**Exercise brief**
Only the lines from the one with "Target: embroidered white shirt" to the end of the data below should be returned, each exactly as it stands.

**Extracted information**
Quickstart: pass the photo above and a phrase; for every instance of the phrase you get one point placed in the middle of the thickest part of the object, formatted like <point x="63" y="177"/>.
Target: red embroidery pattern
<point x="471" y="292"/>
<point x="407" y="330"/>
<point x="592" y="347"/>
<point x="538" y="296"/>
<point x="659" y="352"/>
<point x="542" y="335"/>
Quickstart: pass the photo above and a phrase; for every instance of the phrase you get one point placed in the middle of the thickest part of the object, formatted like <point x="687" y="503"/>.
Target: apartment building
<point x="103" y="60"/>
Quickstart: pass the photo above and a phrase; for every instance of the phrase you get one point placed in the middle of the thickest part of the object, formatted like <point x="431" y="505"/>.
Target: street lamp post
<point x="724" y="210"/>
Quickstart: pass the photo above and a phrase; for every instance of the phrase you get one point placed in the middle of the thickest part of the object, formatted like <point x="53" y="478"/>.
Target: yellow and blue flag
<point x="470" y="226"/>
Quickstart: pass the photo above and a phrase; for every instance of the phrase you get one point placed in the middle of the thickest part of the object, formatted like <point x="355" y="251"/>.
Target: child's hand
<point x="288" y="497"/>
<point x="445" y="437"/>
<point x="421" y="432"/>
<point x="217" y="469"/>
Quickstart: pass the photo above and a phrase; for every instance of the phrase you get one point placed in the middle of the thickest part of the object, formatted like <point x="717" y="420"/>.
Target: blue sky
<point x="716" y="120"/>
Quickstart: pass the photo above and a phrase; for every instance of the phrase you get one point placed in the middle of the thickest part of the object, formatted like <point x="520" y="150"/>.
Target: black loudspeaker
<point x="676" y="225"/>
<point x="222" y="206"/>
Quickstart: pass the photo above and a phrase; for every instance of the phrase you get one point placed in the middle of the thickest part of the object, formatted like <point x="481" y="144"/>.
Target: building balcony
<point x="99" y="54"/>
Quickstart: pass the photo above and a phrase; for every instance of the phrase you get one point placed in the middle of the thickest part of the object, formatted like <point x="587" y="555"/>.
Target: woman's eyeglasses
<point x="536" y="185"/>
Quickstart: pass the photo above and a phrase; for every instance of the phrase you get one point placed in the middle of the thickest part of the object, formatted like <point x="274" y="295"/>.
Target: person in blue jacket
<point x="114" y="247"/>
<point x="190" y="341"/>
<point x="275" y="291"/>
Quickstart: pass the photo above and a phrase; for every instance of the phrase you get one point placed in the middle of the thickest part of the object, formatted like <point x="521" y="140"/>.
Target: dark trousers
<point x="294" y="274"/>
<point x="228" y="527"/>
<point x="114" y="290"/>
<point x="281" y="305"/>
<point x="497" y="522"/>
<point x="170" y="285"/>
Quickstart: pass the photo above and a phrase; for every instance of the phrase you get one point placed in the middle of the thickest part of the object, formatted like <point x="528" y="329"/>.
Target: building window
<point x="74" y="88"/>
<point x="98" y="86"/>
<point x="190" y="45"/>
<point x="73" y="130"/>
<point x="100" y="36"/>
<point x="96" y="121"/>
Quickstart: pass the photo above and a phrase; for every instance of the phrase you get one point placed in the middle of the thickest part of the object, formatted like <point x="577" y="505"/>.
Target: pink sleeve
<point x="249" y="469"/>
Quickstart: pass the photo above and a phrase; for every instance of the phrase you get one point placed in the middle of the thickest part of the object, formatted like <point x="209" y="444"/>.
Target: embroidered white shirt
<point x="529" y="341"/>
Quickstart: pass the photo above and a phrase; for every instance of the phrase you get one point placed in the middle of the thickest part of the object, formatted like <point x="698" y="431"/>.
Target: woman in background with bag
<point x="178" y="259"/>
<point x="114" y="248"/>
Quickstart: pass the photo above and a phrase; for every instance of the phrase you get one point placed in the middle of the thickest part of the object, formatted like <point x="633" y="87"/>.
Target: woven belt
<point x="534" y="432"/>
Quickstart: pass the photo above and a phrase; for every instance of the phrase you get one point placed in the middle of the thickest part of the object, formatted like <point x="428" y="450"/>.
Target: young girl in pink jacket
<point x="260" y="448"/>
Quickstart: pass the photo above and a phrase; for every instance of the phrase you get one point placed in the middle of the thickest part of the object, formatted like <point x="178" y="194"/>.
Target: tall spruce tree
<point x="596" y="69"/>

**Task answer**
Target: embroidered white shirt
<point x="529" y="341"/>
Quickstart: pass the photo above and a phrase; for every instance of the phrase you get one point placed in the middle of the thickest part of the object, formatted like <point x="698" y="431"/>.
Target: woman in background with bag
<point x="178" y="259"/>
<point x="114" y="248"/>
Quickstart: pass the photo above and a phrase; for every instance of the phrase you get one point placed in the middle of the thickest part of the object, formatted like <point x="633" y="87"/>.
Target: woven belt
<point x="534" y="432"/>
Quickstart: pass the photo above and a phrase; for every instance of the phrase you get one point placed in the middle of the thickest part of the object, formatted like <point x="428" y="450"/>.
Target: young girl in pink jacket
<point x="260" y="448"/>
Quickstart: pass the photo above and a phrase; for every instance of the phrase you get one point placed in the middle of the thickest part of the object, formatted like <point x="178" y="194"/>.
Target: tall spruce tree
<point x="596" y="69"/>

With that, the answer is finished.